■ TO BE DONE ■
Reproduce all of the records below word for word, leaving out the pictures.

** Begin EXERCISE INPUT **

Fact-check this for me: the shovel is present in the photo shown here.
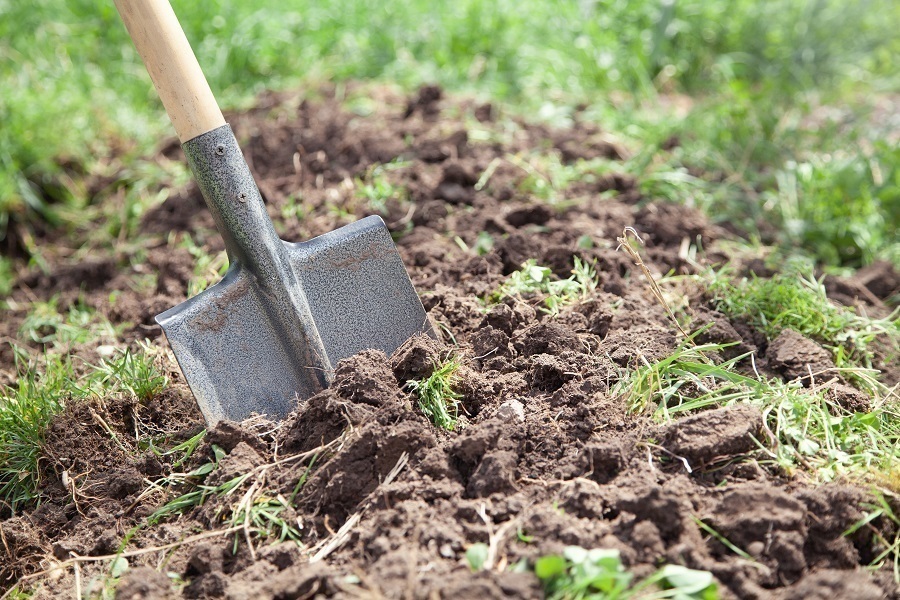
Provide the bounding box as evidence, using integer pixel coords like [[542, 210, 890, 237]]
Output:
[[115, 0, 433, 424]]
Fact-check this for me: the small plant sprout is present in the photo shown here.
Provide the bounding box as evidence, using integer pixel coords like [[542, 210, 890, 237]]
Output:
[[356, 161, 409, 215], [534, 546, 719, 600], [406, 355, 462, 431], [614, 340, 900, 481], [19, 297, 117, 346], [487, 256, 597, 316], [706, 269, 900, 369]]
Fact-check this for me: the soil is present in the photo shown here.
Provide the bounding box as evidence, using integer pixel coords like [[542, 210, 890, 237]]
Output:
[[0, 86, 900, 600]]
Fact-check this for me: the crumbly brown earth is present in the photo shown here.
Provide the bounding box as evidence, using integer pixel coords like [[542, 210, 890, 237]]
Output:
[[0, 87, 900, 599]]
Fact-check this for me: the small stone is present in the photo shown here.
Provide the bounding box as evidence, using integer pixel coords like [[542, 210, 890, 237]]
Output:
[[497, 400, 525, 423]]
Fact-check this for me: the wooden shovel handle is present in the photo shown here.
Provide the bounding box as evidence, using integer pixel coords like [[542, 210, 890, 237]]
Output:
[[115, 0, 225, 142]]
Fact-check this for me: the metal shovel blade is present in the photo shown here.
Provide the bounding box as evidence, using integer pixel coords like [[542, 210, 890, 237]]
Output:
[[156, 125, 431, 423]]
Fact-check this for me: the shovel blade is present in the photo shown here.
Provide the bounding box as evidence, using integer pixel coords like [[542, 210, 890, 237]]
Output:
[[156, 217, 433, 424]]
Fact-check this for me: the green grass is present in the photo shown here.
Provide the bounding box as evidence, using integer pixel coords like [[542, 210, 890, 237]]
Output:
[[534, 546, 719, 600], [844, 490, 900, 582], [0, 348, 167, 513], [406, 356, 462, 431], [143, 434, 320, 553], [0, 0, 900, 265], [485, 256, 597, 315], [0, 356, 72, 513], [19, 296, 121, 347], [615, 341, 900, 481], [707, 269, 900, 368]]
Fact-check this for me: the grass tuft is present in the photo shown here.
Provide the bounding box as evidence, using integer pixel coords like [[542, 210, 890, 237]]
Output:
[[708, 269, 900, 369], [0, 354, 73, 513], [89, 342, 169, 402], [615, 340, 900, 481], [406, 355, 462, 431], [487, 256, 597, 316], [0, 348, 168, 512]]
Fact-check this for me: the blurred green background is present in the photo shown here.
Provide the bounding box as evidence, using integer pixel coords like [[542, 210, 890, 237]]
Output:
[[0, 0, 900, 270]]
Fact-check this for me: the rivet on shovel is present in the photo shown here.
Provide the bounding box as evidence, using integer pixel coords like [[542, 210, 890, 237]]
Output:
[[115, 0, 432, 423]]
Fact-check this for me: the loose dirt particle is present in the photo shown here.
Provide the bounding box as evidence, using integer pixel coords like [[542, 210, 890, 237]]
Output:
[[663, 405, 763, 466], [766, 329, 834, 385]]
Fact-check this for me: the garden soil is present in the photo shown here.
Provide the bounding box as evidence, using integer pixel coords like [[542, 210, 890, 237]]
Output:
[[0, 86, 900, 600]]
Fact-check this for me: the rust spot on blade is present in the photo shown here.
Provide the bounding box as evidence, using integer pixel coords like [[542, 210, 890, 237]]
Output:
[[191, 277, 250, 333]]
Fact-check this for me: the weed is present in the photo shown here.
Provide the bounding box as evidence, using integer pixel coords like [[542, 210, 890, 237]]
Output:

** End EXERCISE INPUT **

■ FULL OUTPUT ■
Fact-check this for me: the shovel is present in the photo shown here.
Provide the bounding box as evidence, using integer pixel coords like [[542, 210, 890, 237]]
Output:
[[115, 0, 433, 424]]
Fact-check this for me: the small plant sprout is present in the photo shown here.
Provide the bounding box as evidence, using integer pixel coords like [[542, 210, 890, 237]]
Output:
[[356, 161, 409, 215], [534, 546, 719, 600], [406, 355, 462, 431], [614, 340, 900, 481], [19, 297, 117, 346], [487, 256, 597, 316], [706, 269, 900, 369]]
Fact-check this for me: the soil is present in the photo shown here.
Provide the bounding box as evidence, using integer pixel coords like [[542, 210, 890, 237]]
Output:
[[0, 86, 900, 600]]
Fact-check this for me: the crumbly brown earth is present in the photo shown here.
Provide the bounding box as evidence, using integer pixel coords like [[542, 210, 890, 237]]
Output:
[[0, 87, 900, 599]]
Fact-check this for me: the small stone is present in the photo shown here.
Provide the bounding box as evidence, using integer pixel coords like [[542, 210, 890, 237]]
Output:
[[497, 400, 525, 423]]
Fact-check this for me: the wooden shovel handle is present in the photo shown here.
Provide the bounding box as evidence, using integer pixel coords like [[542, 210, 890, 237]]
Output:
[[115, 0, 225, 142]]
Fact-check this for me: the metal shovel blade is present in the photo shown here.
Provide the bounding box as evidence, using integer pixel coords like [[542, 210, 890, 237]]
Output:
[[156, 125, 431, 423]]
Fact-check this for me: the shovel blade is present in the photo shown here.
Provide the bounding box as evidence, using integer pixel coords like [[542, 210, 890, 237]]
Output:
[[156, 217, 433, 424]]
Fact-check this for me: the green grass is present in the photo shown here.
Provide the bounding box as evidence, using integer pixel coords like [[542, 210, 890, 237]]
Output:
[[534, 546, 719, 600], [844, 490, 900, 582], [0, 348, 167, 513], [406, 356, 462, 431], [143, 434, 320, 553], [0, 0, 900, 265], [485, 256, 597, 315], [0, 356, 72, 513], [19, 296, 121, 347], [615, 341, 900, 481], [707, 269, 900, 368]]
Fact-check this for me: the grass tuft is present in the photo shown here.
Provide the bounding box as evidence, using integer pixel coords like [[542, 210, 890, 237]]
Output:
[[708, 269, 900, 369], [0, 354, 73, 513], [89, 342, 169, 402], [615, 340, 900, 481], [406, 355, 462, 431], [487, 256, 597, 316], [0, 348, 168, 512]]
Fact-check this for me: the blurred green background is present in the photo shown here.
Provide the bounding box as evidence, using integer pixel coords like [[542, 210, 890, 237]]
Output:
[[0, 0, 900, 270]]
Fact-check this for me: the rivet on shovel is present in the photo shown here.
Provide the bounding box as evidence, using integer pixel coords like [[542, 210, 890, 237]]
Output:
[[115, 0, 432, 423]]
Fact-check this for me: the loose dirt particle is present in the photo shown here.
Provide the bounding box as evidence, using integer pixel coords like [[542, 210, 890, 237]]
Output:
[[663, 405, 763, 466], [766, 329, 834, 385]]
Fact-check this for me: the garden soil is present in the photo shown here.
Provide the bounding box as evidence, using integer pixel coords like [[542, 210, 890, 237]]
Output:
[[0, 86, 900, 600]]
Fact-check this for me: the rust spot on blade is present in the photo shown here.
Provide the bounding box as evidence, using integer pixel coords like [[542, 210, 890, 237]]
Output:
[[191, 277, 250, 333]]
Fact-check this for me: the weed is present in the photo shown here.
Provide the bounding box as evidence, using integer pixel coords like [[542, 210, 890, 237]]
Output:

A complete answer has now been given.